→ Set task
Answer these questions from the letter agreement on the bank and thrift stock investment account:
1. On what date may Broad Park Investors, L.L.C. terminate the relationship?
2. What is the most the compensation may be in one quarter?
3. What percentage of the net profits is the incentive fee?

→ Text section
┌──

Exhibit 99.6
Exhibit F
XXXXXXXX X. XXXXXXX, ESQ.
Lanidex Executive Center
000 Xxxxx Xxxx
X. X. Xxx 0000
Xxxxxxxxxx, XX 00000
(000) 000-0000, X108
Fax (000) 000-0000
August 31, 2005
Xxxxxxx X. Xxxxxxxxxx, Esq.
Xxxxxxxxxx & Xxxxxxxxxx
00 Xxxx Xxxxxx
Xxxx Xxxxxx, XX 00000
Dear Xxxxxxx:
The following are the terms and conditions in reference to the
investment account for the purchase of publicly traded bank and thrift stocks.
This agreement supersedes all prior agreements:
1. A brokerage account will be opened at Bear Xxxxxxx Securities
Corp. in the name of Broad Park Investors, L.L.C.
2. The account will be a discretionary account with Xxxxx Xxxxxxx
having a revocable Power of Attorney to buy and sell stock in said
account, provided all funds deposited into the account are for Broad
Park Investors, L.L.C. and all stock purchased in the account is in the
name of Broad Park Investors, L.L.C.
3. Only shares of publicly traded bank and thrift stocks may be
purchased.
4. Broad Park Investors, L.L.C. shall have the right to terminate
the relationship on August 31, 2007 or in the event of a breach by
Xxxxx Xxxxxxx of this Agreement.
5. Upon such termination, my discretion shall be terminated
automatically.
6. My compensation shall be 1/4 of 1% of the value of the assets
in the account computed as of the last day of each calendar quarter,
but not to exceed $17,500 per quarter. An incentive fee will be paid me
equal to 20% of the net profits earned in the account as of the
termination date whether same shall be the two year anniversary date or
later if agreed to between the parties. 100% of all funds shall go to
Broad Park Investors, L.L.C. until 100% of the capital is returned, and
then the division shall be 80% to Broad Park Investors, L.L.C. and 20%
to Xxxxx Xxxxxxx.
7. Net profits shall be defined to be the amount earned in the
account.
8. I shall have the sole right to vote the shares in the account
until termination of my Power of Attorney.
9. In the event any portion of this agreement is not in
compliance with law, then Broad Park Investors, L.L.C. shall have the
sole right to terminate this letter, and an accounting shall be done
based upon the above quoted administrative fee and profit participation
to the date of the termination.

└──

(Pointing dataset records)
┌──

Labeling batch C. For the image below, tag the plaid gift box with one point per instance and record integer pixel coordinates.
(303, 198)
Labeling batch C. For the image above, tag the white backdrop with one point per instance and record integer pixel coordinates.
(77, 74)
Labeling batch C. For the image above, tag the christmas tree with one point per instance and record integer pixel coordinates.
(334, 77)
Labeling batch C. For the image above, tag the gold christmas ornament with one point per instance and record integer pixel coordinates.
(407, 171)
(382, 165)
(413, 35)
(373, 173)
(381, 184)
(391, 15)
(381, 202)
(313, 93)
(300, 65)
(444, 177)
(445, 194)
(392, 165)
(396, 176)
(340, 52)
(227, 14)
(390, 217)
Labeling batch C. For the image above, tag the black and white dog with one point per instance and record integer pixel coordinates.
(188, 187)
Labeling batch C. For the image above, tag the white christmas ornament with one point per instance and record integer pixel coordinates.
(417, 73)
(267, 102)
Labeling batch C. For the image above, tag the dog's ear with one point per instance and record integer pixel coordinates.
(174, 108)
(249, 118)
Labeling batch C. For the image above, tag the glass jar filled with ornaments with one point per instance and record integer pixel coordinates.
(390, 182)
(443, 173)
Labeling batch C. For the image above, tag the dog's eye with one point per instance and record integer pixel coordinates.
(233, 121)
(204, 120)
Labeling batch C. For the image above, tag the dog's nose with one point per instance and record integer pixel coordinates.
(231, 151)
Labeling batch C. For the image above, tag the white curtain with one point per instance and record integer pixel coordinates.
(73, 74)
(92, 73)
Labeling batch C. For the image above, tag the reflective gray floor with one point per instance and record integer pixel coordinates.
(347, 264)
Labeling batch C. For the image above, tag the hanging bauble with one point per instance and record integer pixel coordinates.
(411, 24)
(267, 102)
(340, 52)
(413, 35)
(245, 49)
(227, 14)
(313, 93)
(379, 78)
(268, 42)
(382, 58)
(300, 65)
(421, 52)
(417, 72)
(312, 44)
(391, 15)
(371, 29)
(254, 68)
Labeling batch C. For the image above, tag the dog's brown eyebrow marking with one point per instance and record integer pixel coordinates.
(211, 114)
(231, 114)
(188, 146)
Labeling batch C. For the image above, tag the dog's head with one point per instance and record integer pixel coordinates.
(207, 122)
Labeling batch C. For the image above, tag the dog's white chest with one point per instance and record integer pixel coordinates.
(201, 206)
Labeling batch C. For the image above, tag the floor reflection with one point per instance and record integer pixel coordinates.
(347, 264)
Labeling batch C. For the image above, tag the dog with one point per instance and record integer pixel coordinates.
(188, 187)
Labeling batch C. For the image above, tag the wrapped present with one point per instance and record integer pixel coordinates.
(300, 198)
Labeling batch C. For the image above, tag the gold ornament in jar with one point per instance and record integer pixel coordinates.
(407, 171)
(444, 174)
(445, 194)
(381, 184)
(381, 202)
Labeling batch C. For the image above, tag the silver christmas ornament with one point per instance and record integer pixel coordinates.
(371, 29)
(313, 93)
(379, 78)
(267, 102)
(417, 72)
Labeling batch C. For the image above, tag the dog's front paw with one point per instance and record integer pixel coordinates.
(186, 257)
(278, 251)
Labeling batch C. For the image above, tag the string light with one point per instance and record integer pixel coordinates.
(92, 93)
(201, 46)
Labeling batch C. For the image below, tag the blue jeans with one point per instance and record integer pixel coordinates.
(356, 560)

└──

→ Task answer
1. August 31, 2007
2. $17,500
3. 20%